TASKS TO CARRY OUT:
1) Answer these questions from the landslide text:
(a) In which months does the monsoon occur?
(b) Into which three categories can landslide prediction methods be grouped?
(c) Which methods does the text call more objective and popular for landslide susceptibility modeling?
2) Print the stretch of the landslide text from "1 Introduction" through "future landslides [5].", copied word for word.

TEXT UNDER STUDY:
◆ ◆ ◆

Keywords

1 Introduction

Landslides frequently occur in hilly region of Viet Nam causing loss of life and damage to property every year [1,2,3]. Most of these landslides are triggered by heavy rains during monsoon (from May to October) [4]. It is well known that rainfall-induced landslides cannot be prevented but can be predicted in regional scale by identifying high susceptible areas using GIS technology to minimize damages caused by future landslides [5].

In recent decades, many algorithms have been developed and applied to predict landslides which can be grouped broadly into three categories namely qualitative, semi-quantitative, and quantitative methods [6, 7]. Qualitative methods, which are based on expert’s perspective, often use landside inventories to predict locations having identical geomorphological and geological characteristics [8]. Semi-quantitative methods use the expert’s perspective in conjunction with the idea of weighting and ranking for predicting potential landslides [9]. Quantitative methods are based on the numerical analysis of the spatial relationship between affecting factors and historical landslides [10]. Out of these, quantitative methods are more objective and popular for landslide susceptibility modeling [11].

◆ ◆ ◆

Source data
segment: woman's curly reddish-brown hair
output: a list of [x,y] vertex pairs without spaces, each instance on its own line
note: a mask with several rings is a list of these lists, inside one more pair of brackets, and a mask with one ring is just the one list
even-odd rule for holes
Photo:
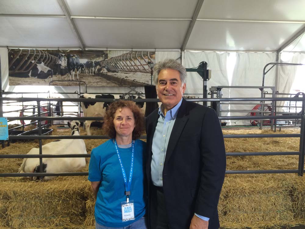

◆ ◆ ◆

EXERCISE RESPONSES:
1)
(a) From May to October.
(b) Qualitative, semi-quantitative, and quantitative methods.
(c) Quantitative methods.

2)
1 Introduction

Landslides frequently occur in hilly region of Viet Nam causing loss of life and damage to property every year [1,2,3]. Most of these landslides are triggered by heavy rains during monsoon (from May to October) [4]. It is well known that rainfall-induced landslides cannot be prevented but can be predicted in regional scale by identifying high susceptible areas using GIS technology to minimize damages caused by future landslides [5].